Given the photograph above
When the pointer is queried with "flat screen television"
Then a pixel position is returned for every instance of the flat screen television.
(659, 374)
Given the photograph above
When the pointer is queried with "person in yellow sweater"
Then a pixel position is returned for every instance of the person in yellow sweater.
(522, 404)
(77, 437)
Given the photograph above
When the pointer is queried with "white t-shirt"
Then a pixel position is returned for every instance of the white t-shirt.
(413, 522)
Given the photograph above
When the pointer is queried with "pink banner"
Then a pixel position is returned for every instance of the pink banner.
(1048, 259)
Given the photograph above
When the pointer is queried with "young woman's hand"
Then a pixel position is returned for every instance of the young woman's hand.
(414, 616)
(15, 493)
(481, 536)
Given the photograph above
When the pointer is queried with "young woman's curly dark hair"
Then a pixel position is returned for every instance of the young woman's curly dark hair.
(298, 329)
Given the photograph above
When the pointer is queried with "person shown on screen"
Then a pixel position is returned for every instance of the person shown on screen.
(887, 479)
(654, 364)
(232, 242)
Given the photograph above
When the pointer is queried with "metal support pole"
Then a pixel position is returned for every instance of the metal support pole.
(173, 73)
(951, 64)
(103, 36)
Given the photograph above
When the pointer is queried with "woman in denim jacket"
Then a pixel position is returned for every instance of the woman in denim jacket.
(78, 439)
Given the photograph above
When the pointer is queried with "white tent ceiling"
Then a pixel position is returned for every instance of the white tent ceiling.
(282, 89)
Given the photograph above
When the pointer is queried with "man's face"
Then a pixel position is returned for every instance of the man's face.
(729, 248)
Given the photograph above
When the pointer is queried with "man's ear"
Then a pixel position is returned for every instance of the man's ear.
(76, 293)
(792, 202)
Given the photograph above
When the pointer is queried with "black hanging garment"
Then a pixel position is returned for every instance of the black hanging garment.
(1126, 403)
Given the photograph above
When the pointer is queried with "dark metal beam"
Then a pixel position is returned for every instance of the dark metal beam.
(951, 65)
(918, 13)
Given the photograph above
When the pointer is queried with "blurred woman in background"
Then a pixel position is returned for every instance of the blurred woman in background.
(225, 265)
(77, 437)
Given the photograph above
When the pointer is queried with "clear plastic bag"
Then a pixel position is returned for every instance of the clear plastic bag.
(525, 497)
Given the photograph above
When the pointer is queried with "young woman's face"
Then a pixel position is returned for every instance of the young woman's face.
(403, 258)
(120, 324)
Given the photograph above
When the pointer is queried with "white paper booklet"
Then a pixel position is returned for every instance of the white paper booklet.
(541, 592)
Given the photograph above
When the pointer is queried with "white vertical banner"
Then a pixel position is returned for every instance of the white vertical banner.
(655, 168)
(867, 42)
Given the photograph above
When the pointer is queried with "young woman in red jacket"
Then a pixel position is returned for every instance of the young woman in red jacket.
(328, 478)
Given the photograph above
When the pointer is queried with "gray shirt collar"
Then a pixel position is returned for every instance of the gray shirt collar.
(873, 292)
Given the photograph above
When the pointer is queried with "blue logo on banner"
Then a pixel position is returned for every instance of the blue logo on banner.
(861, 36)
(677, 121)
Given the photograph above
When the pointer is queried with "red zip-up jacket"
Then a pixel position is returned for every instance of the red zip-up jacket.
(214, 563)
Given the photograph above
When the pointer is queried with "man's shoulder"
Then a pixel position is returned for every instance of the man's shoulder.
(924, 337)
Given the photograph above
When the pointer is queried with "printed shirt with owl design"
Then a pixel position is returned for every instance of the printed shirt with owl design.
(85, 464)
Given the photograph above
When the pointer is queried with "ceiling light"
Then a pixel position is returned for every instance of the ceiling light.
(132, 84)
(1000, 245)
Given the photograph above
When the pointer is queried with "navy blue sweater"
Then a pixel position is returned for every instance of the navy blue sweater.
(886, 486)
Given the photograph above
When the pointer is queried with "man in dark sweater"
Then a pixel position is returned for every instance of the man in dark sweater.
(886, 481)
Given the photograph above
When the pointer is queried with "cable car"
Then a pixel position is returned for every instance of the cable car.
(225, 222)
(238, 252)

..........

* Task directions:
The output should restate the data exactly, with no line missing.

* Solution to the exercise:
Given the photograph above
When the pointer is queried with "flat screen television"
Then a pixel position is returned for every instance of the flat screen television.
(659, 374)
Given the photograph above
When the pointer is queried with "person in yellow sweater"
Then a pixel position is returned for every instance of the person in yellow sweater.
(522, 404)
(77, 437)
Given the photograph above
When the pointer is queried with "white t-shirt"
Then a pixel position is returned for every instance of the white t-shirt.
(413, 522)
Given the photograph above
When the pointer is queried with "pink banner"
Then a pixel position is returned for every instance of the pink banner.
(1048, 259)
Given the photograph above
When the pointer is queried with "young woman's hand"
Then a pixel position is returned for every instance of the young woman's hand.
(414, 616)
(15, 493)
(481, 536)
Given the photograph above
When the pointer is queried with "young woman's curly dark hair"
Then a pixel position is returned for every instance of the young woman's curly dark hair.
(298, 329)
Given the photograph above
When the pointer is queried with "person shown on screen"
Then a pixel position is returned for every instance of the person shown on screen.
(887, 479)
(654, 364)
(232, 242)
Given the photograph above
When the pointer is queried with "metal support pole"
Then a pixel position is returned for every instance of the metal support pole.
(173, 73)
(951, 64)
(103, 36)
Given the photograph above
When the pointer is queried with "woman in denim jacket"
Then a pixel position is returned for every instance of the woman in denim jacket.
(78, 439)
Given the photograph above
When the pointer is queried with "white tent ceiling"
Then a pixel position is returned for every instance of the white tent ceiling.
(282, 89)
Given the photograph above
When the pointer is queried with "man's face"
Then a pixel position is returned for every instance of the man's face.
(729, 248)
Given the photograph above
When the pointer is queried with "man's ear"
Then a pixel position is returned for every instance of the man's ear.
(76, 293)
(792, 202)
Given the photograph above
When the pointer is queried with "black hanging garment"
Then a pixel position is returned for every instance of the black hanging garment.
(1126, 403)
Given the photograph above
When the pointer is queried with "dark metal beam"
Then a pixel position is returned for every instance of the dark metal beam.
(951, 65)
(918, 13)
Given the photograph above
When the pointer is queried with "blurred woman in background"
Then a pixel position is returned for every instance of the blurred woman in background.
(225, 265)
(77, 437)
Given the photograph above
When the pointer is queried with "clear plastic bag"
Then a pixel position is returned for every instance of the clear plastic bag.
(525, 497)
Given the photograph above
When the pointer is queried with "young woman's face"
Then a pixel position is returned for every instance of the young woman's face.
(403, 258)
(120, 324)
Given the photograph above
When the pointer is queried with "white paper booklet"
Then a pixel position is returned for every instance of the white paper booklet.
(541, 592)
Given the photograph above
When the pointer is queried with "white vertical banner"
Then a pixel position is returned for every instance of the white vertical banner.
(655, 168)
(867, 42)
Given the photograph above
When the pointer is queried with "young woman in red jacket"
Then a pixel position is returned for every instance of the young woman in red jacket.
(328, 478)
Given the photograph above
When the pointer is queried with "gray shirt collar"
Then a pixel position is returned for every instance of the gray shirt collar.
(873, 292)
Given the photograph above
When the pointer is queried with "blue logo on banner"
Then a pixel position is returned for every instance of the blue logo on banner.
(861, 36)
(677, 121)
Given the photograph above
When the pointer is queried with "red zip-up jacket"
Then a pixel position is returned for every instance of the red zip-up jacket.
(214, 563)
Given the photograph above
When the pointer is queried with "man's shoulder"
Then a pixel position is returned for every instance of the man's shoulder.
(924, 337)
Given the photograph above
When the pointer is queried with "printed shirt with owl design"
Then a pixel position is returned for every instance of the printed shirt with owl design.
(85, 464)
Given the photograph above
When the pointer is queried with "ceiling light"
Then a pixel position is returned for every instance of the ceiling light.
(132, 84)
(1000, 245)
Given the photograph above
When the pointer is queried with "navy blue sweater"
Then a pixel position is returned for every instance of the navy blue sweater.
(886, 486)
Given the photograph above
When the pointer is queried with "man in dark sweater"
Then a pixel position is returned for every instance of the man in dark sweater.
(886, 481)
Given the photograph above
When the pointer is queried with "cable car"
Then a pixel position is returned for every instance of the cable car.
(225, 222)
(238, 252)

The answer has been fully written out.